■ Your goal
Copy the data word for word, from the line containing "corrugated metal shutter" through the end of the data, with both of those lines included.

--- Start The data ---

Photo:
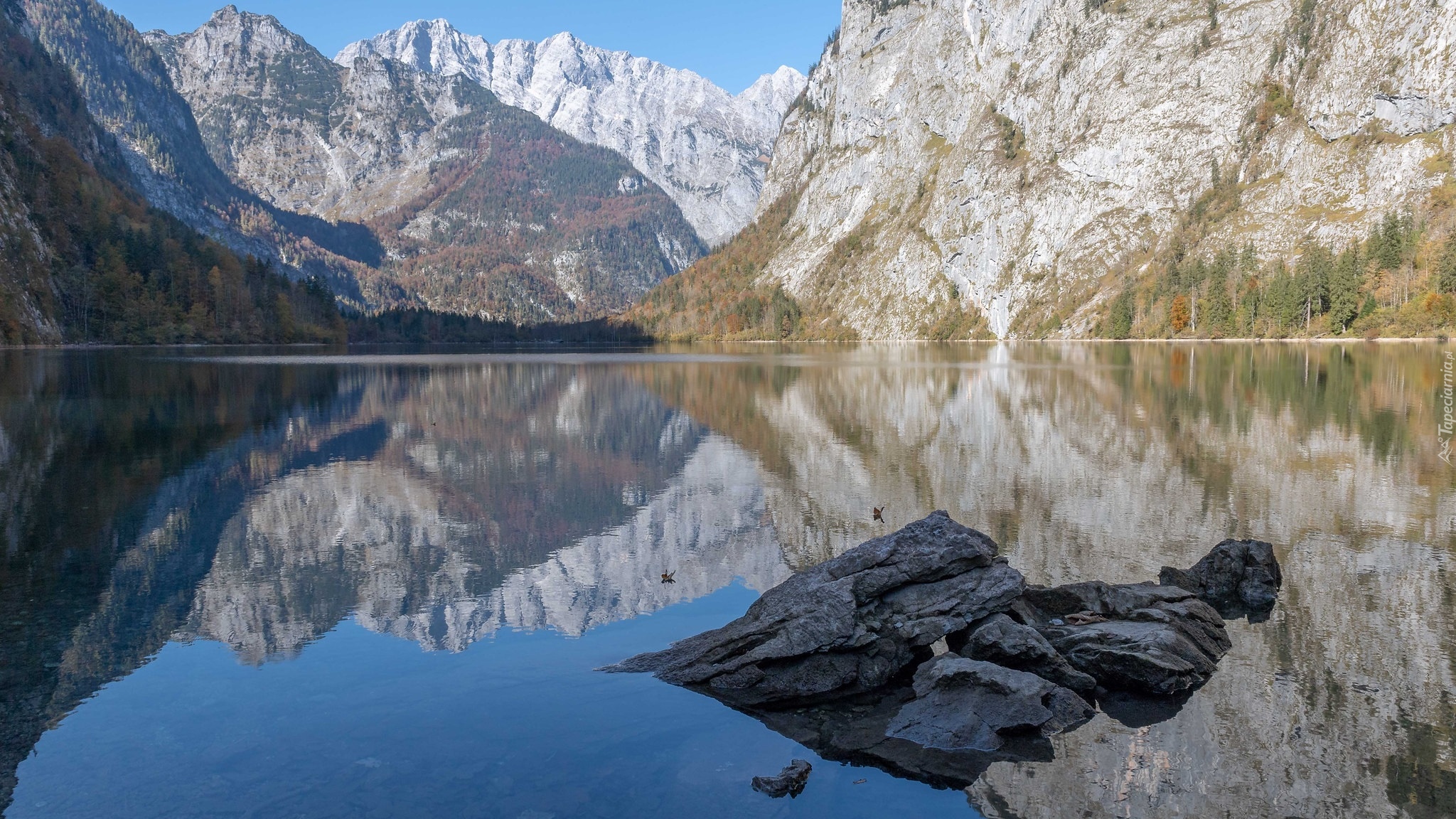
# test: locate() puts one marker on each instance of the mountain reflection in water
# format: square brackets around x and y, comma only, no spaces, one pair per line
[258,503]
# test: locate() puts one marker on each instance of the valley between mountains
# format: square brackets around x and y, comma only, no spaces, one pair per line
[947,169]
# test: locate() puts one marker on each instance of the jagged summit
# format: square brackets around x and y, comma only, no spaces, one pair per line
[696,140]
[481,209]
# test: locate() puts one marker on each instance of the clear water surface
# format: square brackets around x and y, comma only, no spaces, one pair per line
[306,585]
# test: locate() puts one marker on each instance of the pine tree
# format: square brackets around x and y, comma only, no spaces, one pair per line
[1446,267]
[1344,289]
[1178,314]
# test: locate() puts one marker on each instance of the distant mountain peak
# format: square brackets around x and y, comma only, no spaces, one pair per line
[698,141]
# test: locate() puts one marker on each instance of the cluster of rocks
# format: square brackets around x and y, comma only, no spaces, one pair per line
[926,655]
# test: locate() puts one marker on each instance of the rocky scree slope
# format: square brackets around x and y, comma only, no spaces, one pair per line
[127,91]
[1007,156]
[925,653]
[705,148]
[481,208]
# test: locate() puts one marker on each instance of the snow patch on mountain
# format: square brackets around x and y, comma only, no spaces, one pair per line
[707,148]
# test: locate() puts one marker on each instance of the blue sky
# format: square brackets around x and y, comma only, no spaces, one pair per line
[727,41]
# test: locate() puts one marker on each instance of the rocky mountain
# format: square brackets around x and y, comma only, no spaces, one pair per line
[1025,159]
[127,91]
[705,148]
[481,209]
[83,257]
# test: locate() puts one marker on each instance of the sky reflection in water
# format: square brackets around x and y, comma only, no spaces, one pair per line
[259,551]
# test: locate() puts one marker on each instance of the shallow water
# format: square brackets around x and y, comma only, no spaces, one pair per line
[242,585]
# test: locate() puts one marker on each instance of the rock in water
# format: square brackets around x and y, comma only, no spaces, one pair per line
[1236,577]
[1017,646]
[825,658]
[846,626]
[790,781]
[1157,638]
[970,706]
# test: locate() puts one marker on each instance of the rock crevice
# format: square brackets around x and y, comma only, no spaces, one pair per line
[840,656]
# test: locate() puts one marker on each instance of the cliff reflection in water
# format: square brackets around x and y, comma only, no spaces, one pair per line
[444,500]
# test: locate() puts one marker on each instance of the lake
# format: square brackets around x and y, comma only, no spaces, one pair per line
[282,583]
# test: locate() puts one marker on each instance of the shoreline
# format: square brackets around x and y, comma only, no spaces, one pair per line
[648,344]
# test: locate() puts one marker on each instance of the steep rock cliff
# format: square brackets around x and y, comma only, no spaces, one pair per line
[705,148]
[1010,155]
[481,208]
[127,91]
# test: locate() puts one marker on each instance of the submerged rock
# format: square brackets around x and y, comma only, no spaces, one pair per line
[1236,577]
[790,781]
[1005,641]
[972,706]
[1155,638]
[846,626]
[851,658]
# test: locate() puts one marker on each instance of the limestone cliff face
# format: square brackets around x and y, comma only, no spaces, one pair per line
[707,148]
[129,94]
[481,209]
[1010,154]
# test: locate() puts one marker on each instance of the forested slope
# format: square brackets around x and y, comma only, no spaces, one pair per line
[82,254]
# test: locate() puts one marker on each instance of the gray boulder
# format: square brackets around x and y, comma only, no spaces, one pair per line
[972,706]
[790,781]
[1008,643]
[1236,577]
[1152,638]
[847,626]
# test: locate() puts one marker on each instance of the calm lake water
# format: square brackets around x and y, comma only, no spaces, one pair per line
[329,587]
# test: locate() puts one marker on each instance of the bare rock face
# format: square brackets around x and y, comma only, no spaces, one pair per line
[707,148]
[826,658]
[846,626]
[1150,638]
[1005,155]
[1236,577]
[1005,641]
[790,781]
[970,705]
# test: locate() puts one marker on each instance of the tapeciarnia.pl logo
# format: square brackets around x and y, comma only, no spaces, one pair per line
[1443,433]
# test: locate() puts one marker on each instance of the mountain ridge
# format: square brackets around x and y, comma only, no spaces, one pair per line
[481,209]
[1115,169]
[698,141]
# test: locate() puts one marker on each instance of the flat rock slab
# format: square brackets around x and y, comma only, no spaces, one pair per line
[972,706]
[843,658]
[790,781]
[850,624]
[1155,638]
[1008,643]
[1238,577]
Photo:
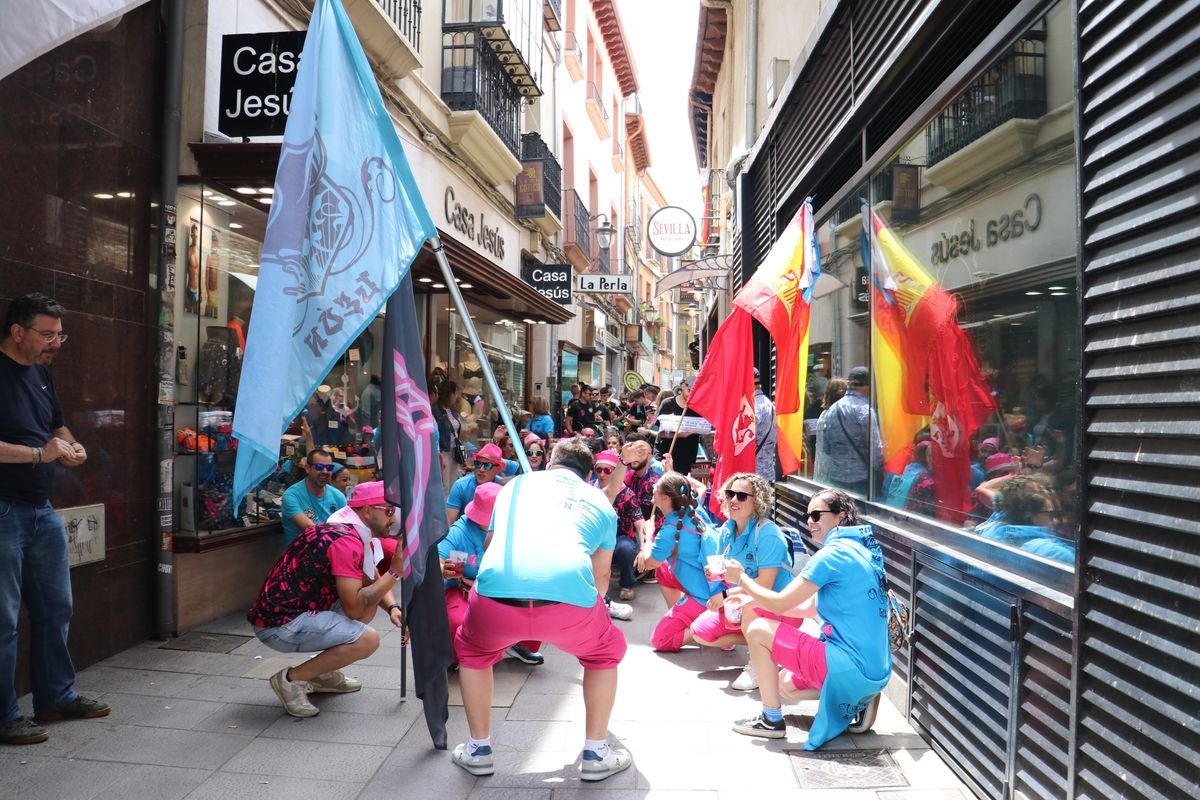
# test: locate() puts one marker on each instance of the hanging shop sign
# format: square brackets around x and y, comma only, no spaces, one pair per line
[671,230]
[552,281]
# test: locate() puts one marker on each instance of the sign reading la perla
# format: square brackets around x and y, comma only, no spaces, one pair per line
[257,74]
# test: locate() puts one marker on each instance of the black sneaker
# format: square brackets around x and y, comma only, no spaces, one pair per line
[23,731]
[81,708]
[762,727]
[522,654]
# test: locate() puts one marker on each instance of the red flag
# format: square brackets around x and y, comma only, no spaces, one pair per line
[724,395]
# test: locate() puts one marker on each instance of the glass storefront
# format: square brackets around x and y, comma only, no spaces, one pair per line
[965,307]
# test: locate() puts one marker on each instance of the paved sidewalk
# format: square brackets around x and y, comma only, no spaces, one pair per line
[205,726]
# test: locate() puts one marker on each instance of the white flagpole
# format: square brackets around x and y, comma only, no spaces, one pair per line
[485,365]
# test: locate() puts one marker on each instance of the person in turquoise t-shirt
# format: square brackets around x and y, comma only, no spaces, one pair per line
[851,661]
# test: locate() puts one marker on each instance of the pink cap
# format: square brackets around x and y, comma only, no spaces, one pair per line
[490,453]
[479,510]
[367,494]
[607,457]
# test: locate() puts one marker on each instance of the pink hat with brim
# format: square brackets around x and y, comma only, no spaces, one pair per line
[367,494]
[480,507]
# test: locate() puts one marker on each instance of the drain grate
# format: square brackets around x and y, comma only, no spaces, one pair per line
[846,769]
[202,642]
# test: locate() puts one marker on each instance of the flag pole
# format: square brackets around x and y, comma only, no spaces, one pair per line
[484,364]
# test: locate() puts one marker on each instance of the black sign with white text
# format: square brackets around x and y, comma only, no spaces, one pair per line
[257,74]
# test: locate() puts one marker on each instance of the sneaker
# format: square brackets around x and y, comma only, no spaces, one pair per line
[747,681]
[525,655]
[759,726]
[293,696]
[621,611]
[23,731]
[865,719]
[479,764]
[593,768]
[334,683]
[81,708]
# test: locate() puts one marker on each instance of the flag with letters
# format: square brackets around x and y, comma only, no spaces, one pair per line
[346,223]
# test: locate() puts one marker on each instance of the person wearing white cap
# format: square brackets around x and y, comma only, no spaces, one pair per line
[322,595]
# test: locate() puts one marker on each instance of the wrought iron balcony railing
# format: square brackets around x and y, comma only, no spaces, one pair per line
[473,79]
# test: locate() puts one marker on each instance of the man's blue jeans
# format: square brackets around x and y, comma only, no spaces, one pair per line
[34,567]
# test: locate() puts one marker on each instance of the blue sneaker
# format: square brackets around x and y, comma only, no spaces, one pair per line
[593,768]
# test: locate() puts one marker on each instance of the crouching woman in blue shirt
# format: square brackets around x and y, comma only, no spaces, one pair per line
[850,662]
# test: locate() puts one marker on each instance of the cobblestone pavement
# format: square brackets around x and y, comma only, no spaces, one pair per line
[197,725]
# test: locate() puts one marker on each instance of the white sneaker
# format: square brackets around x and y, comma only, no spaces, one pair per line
[593,768]
[621,611]
[747,681]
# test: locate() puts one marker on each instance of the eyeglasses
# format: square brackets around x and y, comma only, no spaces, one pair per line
[48,336]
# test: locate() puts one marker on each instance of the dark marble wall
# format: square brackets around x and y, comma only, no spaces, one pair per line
[79,161]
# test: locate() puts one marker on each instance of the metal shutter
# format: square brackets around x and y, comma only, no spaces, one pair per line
[1138,684]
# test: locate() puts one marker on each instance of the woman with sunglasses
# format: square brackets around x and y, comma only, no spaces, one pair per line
[677,553]
[850,662]
[753,540]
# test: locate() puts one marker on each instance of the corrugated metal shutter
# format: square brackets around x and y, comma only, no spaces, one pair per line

--- End The data ---

■ Answer
# test: locate() puts one marker on each instance of the corrugated metal shutter
# format: square brackets around x and y, comma only, no spaces, one pair per line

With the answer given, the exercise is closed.